Reading text
⟨

The show really gets going this week. Couples come together, murders are committed, jousting accidents occur, and Henry falls face first into a puddle.

Real Men Hit Each Other with Sticks

Let’s talk jousting. Doesn’t that look fun? Wail on your friends with sticks (I know, “It’s called a lance, hello?”). I can hardly stand to watch jousting scenes in movies and TV shows; I couldn’t imagine watching a real joust back then. Although I do have fun imagining people with buckets of leeches standing on the sidelines à la EMTs. That was the reasoning back then, right? If something hurts, stick a leech on it?

⟩

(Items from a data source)
⟨

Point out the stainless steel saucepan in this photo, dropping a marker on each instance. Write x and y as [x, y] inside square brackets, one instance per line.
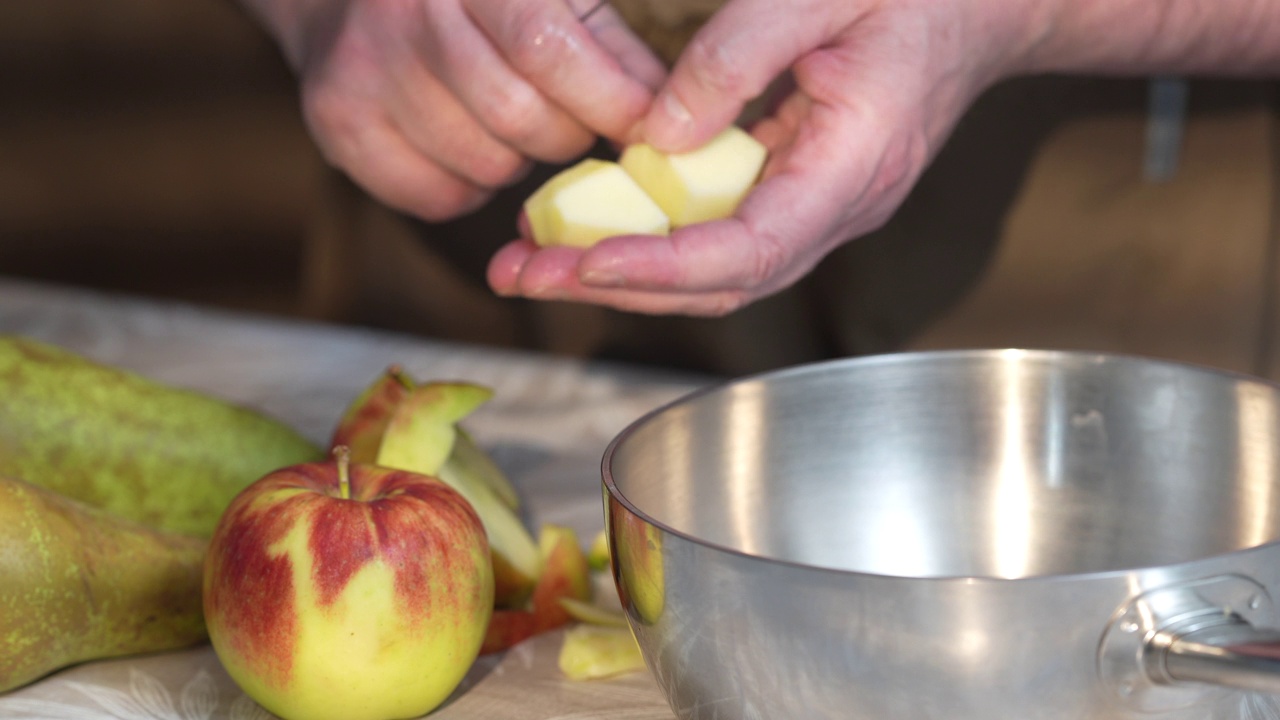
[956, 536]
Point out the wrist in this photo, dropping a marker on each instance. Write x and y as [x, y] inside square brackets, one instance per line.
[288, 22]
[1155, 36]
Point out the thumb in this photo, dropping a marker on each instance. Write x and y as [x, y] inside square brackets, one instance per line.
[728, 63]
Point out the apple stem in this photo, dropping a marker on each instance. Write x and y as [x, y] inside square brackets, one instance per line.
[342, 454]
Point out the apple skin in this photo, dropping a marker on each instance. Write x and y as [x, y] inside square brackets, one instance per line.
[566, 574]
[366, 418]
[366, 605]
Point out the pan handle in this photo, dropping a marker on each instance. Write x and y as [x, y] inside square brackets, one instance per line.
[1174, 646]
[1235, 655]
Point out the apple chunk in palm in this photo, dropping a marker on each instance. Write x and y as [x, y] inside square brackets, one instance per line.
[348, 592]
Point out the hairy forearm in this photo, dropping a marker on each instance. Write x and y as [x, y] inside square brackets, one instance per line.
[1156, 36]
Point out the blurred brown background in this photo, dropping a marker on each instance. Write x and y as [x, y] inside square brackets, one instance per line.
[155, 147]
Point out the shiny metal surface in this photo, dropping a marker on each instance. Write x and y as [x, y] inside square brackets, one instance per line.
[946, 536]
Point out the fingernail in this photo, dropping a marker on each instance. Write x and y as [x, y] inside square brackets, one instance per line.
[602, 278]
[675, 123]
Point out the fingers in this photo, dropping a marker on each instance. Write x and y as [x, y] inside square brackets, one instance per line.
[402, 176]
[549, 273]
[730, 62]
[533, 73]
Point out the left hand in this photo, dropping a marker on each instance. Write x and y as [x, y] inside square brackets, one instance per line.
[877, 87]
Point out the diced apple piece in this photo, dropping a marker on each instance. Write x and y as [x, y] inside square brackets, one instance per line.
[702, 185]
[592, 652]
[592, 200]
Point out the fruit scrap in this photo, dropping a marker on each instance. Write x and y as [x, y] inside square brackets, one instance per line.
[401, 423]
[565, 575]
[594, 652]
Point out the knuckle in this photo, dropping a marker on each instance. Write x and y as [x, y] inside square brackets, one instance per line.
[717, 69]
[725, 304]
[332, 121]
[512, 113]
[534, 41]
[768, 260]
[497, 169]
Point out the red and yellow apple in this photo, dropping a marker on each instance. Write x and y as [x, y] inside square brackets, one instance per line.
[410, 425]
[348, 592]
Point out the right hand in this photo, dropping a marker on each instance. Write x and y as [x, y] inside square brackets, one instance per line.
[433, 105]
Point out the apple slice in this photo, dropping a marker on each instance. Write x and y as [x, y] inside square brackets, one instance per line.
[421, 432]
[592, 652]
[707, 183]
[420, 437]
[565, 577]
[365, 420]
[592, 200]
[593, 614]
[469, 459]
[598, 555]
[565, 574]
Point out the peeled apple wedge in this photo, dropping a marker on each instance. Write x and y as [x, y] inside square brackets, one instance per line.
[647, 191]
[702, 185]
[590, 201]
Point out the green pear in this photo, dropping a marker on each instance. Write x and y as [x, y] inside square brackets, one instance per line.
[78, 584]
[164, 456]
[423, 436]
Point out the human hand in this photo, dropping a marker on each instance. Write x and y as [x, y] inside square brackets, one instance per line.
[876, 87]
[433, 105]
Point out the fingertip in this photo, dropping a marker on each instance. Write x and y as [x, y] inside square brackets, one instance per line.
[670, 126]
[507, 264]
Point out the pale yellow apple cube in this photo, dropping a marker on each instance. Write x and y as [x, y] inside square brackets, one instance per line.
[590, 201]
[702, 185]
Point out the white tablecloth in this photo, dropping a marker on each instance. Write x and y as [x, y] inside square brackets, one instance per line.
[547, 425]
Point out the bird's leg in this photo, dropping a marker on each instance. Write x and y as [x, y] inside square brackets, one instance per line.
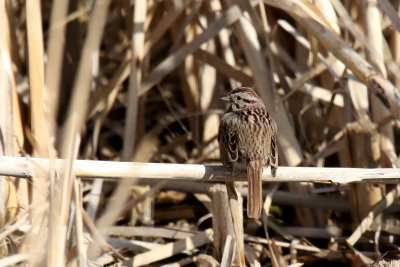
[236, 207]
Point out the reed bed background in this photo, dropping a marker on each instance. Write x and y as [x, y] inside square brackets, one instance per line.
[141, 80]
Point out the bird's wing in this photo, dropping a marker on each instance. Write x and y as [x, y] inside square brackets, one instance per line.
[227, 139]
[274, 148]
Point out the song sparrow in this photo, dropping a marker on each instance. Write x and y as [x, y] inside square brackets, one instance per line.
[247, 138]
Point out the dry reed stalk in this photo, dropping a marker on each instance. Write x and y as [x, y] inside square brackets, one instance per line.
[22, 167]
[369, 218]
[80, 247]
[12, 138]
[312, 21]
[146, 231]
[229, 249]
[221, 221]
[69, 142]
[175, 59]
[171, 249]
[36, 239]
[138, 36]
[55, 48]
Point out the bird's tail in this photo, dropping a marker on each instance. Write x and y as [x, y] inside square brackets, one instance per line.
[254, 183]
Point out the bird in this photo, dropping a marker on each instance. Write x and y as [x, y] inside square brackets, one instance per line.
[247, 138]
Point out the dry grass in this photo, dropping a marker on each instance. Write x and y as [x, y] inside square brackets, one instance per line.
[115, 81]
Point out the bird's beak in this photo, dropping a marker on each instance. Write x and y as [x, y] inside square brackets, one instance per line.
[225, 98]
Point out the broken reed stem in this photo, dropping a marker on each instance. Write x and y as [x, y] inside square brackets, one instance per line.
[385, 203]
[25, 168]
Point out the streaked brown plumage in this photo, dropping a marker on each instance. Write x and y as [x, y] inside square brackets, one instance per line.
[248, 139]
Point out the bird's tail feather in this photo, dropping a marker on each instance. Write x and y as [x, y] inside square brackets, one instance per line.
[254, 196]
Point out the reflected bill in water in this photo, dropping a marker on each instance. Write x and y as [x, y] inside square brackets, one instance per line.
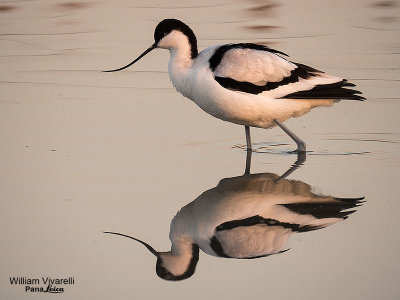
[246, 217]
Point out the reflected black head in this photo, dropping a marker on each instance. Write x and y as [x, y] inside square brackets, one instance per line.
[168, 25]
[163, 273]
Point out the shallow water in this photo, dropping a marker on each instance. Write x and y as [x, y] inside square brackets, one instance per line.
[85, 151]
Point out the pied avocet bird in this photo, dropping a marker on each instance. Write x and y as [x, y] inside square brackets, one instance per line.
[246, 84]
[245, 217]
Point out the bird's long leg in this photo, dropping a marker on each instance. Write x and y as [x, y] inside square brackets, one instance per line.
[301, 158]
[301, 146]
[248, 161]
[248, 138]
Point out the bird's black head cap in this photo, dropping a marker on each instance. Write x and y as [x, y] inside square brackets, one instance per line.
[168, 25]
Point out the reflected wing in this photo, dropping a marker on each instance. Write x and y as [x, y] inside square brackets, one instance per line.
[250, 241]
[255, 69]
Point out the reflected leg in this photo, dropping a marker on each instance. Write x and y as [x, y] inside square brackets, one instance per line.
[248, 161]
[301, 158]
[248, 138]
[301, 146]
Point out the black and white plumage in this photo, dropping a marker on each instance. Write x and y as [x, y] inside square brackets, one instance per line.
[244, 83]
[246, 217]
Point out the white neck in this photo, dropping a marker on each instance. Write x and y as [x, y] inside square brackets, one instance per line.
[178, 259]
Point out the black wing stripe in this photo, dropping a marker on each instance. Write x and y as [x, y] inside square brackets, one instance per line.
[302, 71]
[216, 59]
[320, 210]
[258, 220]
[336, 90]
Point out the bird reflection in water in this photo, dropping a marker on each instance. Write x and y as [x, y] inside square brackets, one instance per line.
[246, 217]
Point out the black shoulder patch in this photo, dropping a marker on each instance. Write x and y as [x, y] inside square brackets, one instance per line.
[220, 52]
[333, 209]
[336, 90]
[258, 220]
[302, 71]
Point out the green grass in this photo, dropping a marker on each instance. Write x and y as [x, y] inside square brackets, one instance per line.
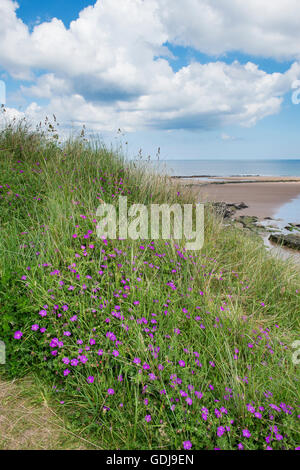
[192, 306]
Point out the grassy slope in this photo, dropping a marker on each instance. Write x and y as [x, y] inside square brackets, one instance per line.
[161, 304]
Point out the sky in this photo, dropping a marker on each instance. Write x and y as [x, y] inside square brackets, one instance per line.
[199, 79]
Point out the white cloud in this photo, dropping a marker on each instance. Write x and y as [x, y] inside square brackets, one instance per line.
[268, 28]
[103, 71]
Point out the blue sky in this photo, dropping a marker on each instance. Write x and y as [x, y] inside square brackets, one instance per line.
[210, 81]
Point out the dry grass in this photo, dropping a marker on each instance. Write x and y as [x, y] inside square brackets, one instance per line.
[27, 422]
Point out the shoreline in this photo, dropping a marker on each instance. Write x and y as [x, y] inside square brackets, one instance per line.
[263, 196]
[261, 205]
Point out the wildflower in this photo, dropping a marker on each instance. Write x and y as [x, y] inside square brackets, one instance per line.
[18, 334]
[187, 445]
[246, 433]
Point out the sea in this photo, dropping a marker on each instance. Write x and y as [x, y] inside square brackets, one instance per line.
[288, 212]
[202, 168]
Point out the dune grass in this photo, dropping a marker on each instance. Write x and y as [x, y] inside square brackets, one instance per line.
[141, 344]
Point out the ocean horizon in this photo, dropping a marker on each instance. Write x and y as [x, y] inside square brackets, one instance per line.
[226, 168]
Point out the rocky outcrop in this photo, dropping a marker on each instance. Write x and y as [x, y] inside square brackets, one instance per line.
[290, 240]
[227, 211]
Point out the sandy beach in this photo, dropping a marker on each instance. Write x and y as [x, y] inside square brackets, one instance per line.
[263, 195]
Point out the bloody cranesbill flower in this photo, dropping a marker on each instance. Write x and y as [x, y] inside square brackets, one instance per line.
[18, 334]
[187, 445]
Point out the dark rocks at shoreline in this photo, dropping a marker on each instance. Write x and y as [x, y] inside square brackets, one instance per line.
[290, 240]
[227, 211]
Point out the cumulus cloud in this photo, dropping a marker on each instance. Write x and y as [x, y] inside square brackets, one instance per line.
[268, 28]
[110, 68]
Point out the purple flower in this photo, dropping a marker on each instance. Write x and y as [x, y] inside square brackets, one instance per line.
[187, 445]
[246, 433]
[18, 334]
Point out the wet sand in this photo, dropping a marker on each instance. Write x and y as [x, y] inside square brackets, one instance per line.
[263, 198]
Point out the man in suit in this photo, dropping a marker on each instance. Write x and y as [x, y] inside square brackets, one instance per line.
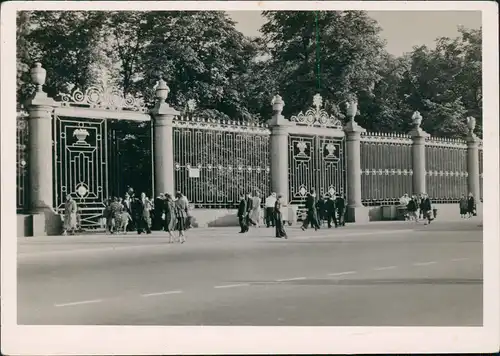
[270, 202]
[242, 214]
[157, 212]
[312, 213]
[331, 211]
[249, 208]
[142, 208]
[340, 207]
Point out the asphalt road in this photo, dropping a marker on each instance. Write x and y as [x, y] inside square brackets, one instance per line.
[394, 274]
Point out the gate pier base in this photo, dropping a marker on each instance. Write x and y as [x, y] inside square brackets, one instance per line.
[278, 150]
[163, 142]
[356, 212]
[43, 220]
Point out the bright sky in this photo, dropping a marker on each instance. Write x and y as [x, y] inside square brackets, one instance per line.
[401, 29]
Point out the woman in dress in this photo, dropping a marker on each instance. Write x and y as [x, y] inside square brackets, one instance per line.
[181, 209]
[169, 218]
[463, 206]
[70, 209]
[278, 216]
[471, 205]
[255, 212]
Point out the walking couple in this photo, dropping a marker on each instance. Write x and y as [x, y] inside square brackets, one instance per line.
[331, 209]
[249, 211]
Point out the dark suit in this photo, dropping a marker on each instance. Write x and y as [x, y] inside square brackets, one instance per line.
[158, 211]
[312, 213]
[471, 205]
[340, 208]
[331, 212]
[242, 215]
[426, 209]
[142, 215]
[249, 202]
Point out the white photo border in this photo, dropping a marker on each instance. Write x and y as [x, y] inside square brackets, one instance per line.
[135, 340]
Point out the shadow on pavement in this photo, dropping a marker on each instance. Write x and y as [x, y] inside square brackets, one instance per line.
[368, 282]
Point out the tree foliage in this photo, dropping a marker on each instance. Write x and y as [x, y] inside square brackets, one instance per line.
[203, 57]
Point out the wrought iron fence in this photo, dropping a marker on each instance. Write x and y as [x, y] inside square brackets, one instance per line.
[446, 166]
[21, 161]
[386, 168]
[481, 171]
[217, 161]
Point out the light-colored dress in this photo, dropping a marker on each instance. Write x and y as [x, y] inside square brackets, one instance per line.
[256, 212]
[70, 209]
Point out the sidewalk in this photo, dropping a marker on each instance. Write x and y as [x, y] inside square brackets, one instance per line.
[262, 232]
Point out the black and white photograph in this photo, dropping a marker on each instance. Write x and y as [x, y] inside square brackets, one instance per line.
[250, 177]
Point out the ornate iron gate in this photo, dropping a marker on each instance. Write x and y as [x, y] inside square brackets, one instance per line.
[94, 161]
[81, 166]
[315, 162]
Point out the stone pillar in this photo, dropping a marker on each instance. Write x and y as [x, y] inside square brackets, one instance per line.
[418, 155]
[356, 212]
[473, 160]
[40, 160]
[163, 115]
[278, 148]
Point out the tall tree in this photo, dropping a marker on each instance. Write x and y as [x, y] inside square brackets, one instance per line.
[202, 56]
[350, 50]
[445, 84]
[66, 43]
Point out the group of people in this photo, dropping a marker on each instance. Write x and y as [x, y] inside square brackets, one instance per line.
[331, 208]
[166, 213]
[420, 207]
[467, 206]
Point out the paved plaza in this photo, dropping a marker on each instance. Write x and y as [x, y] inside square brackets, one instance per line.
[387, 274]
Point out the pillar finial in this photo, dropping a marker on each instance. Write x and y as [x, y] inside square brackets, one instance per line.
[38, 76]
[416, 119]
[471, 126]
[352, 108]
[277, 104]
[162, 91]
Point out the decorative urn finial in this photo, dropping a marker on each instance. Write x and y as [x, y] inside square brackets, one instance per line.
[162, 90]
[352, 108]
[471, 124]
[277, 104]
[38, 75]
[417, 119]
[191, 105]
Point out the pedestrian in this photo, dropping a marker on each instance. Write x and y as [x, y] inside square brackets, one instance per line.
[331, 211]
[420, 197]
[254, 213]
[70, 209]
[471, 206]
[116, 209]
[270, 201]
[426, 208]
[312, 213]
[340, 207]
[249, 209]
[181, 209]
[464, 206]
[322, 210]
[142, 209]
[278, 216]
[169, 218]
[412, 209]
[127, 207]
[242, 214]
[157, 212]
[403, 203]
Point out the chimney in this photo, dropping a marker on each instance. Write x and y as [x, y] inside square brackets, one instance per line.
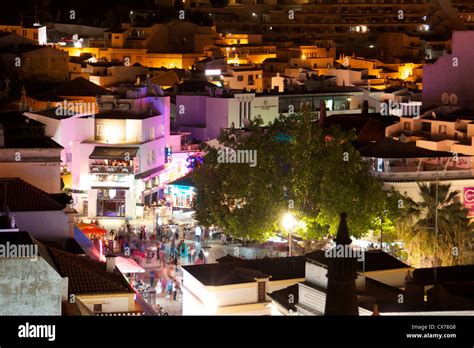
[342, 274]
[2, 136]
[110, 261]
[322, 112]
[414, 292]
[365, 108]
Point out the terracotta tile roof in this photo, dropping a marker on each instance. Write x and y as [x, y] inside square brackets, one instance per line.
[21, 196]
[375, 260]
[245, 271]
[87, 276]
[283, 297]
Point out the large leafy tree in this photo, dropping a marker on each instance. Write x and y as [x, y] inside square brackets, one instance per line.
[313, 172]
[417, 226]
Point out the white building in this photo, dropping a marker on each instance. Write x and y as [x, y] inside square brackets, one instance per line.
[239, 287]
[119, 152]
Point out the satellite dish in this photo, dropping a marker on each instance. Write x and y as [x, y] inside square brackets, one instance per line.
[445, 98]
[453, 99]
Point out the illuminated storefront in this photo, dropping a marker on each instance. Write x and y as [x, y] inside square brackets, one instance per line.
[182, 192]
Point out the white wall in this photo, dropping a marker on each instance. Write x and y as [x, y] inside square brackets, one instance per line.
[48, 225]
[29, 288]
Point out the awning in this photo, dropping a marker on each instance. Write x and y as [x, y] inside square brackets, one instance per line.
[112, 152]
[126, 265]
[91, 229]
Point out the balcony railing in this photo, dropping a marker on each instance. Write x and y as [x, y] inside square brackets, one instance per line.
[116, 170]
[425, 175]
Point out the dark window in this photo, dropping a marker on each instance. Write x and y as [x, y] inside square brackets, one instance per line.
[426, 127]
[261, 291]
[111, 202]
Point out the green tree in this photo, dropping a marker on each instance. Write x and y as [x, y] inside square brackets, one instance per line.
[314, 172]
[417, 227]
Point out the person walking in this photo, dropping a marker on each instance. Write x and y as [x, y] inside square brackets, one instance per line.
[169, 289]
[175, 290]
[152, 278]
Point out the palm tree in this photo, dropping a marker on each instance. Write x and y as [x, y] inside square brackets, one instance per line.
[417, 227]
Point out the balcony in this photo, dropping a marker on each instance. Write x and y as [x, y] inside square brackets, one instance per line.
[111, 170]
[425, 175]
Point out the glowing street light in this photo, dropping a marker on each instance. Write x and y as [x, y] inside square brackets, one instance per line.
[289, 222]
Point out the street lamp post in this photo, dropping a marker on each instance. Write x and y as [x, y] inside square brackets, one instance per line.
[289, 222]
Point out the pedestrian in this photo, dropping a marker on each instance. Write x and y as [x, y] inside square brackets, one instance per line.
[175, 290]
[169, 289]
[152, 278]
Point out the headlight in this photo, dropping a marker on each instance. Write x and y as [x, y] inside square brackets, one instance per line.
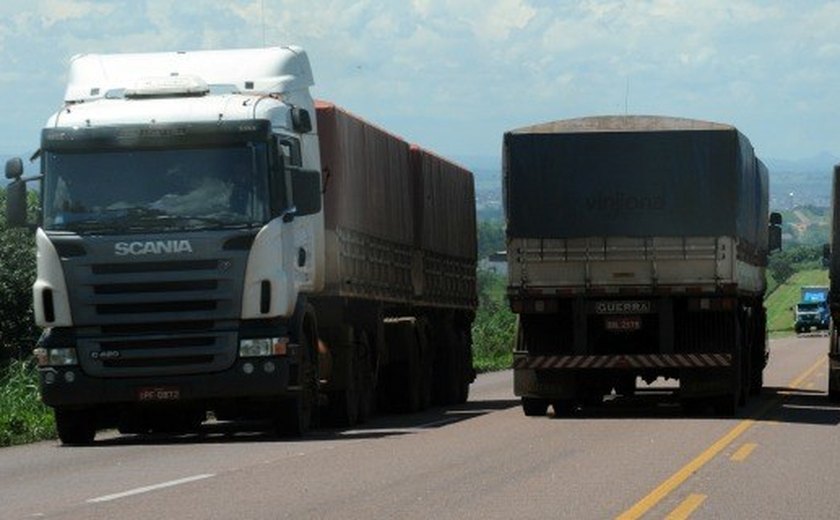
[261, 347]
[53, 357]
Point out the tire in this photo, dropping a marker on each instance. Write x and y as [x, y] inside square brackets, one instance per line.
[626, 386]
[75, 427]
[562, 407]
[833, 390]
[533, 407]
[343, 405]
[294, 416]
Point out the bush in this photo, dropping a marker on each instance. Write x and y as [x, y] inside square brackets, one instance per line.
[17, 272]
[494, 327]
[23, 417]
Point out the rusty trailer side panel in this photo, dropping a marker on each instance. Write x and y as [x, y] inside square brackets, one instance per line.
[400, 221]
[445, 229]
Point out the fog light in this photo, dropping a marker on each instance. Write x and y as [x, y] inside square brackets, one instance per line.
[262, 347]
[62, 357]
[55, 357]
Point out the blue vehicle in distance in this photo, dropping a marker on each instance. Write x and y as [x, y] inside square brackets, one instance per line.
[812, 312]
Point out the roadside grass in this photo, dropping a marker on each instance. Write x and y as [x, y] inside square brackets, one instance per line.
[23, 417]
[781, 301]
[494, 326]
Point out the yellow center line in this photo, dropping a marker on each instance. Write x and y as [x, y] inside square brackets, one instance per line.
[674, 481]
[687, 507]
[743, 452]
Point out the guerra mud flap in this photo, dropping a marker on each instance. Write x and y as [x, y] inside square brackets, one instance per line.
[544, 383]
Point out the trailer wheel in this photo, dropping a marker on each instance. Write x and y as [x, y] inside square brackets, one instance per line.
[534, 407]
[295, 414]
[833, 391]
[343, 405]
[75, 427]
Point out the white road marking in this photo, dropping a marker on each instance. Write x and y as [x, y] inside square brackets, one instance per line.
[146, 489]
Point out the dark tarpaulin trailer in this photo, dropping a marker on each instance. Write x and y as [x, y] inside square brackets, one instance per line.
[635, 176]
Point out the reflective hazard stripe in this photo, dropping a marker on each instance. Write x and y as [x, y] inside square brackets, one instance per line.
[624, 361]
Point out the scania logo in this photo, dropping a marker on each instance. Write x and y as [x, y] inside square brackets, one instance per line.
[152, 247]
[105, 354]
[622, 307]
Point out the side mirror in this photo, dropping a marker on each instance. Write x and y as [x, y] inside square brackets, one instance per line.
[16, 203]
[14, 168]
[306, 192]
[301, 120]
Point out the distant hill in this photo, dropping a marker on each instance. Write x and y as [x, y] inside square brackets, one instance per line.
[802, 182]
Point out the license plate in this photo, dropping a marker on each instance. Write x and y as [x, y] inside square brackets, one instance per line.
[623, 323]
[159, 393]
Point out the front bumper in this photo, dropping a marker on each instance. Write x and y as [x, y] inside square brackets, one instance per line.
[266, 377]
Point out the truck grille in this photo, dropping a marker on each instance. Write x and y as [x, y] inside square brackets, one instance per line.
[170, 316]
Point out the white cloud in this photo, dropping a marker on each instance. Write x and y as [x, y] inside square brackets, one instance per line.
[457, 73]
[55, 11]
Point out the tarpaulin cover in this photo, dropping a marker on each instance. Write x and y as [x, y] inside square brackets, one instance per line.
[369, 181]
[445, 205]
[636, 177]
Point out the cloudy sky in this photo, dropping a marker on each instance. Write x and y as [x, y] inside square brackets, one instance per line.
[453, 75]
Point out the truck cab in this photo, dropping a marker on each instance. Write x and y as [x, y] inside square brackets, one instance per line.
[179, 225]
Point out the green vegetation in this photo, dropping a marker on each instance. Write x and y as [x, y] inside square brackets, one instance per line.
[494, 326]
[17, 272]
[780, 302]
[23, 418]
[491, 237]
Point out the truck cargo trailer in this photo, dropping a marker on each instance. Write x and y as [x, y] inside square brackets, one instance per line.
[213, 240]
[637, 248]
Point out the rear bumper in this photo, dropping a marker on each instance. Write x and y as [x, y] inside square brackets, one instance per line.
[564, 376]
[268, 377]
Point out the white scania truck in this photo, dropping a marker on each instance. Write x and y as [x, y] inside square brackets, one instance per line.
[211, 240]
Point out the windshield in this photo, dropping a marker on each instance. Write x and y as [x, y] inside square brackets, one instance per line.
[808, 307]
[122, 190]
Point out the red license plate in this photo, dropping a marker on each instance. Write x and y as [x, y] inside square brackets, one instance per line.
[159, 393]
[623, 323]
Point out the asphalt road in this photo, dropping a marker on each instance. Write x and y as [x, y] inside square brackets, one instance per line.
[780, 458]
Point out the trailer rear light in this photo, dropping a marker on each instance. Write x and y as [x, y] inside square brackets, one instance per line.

⟩

Stated problem 1
Summarize the episode recap in two sentences.
Stated problem 2
Answer these questions from the episode recap:
(a) Who falls face first into a puddle?
(b) What is the heading of the section on jousting?
(c) What does the writer imagine people holding on the sidelines of a joust?
Stated problem 3
Reproduce the stretch of the episode recap from "The show really" through "leech on it?".
Work from the text by itself.

Full output 1
This week the show really gets going, with couples coming together, murders, jousting accidents, and Henry falling face first into a puddle. The writer can hardly stand to watch jousting scenes in movies and TV shows and has fun imagining people with buckets of leeches standing on the sidelines like EMTs.

Full output 2
(a) Henry
(b) "Real Men Hit Each Other with Sticks"
(c) Buckets of leeches

Full output 3
The show really gets going this week. Couples come together, murders are committed, jousting accidents occur, and Henry falls face first into a puddle.

Real Men Hit Each Other with Sticks

Let’s talk jousting. Doesn’t that look fun? Wail on your friends with sticks (I know, “It’s called a lance, hello?”). I can hardly stand to watch jousting scenes in movies and TV shows; I couldn’t imagine watching a real joust back then. Although I do have fun imagining people with buckets of leeches standing on the sidelines à la EMTs. That was the reasoning back then, right? If something hurts, stick a leech on it?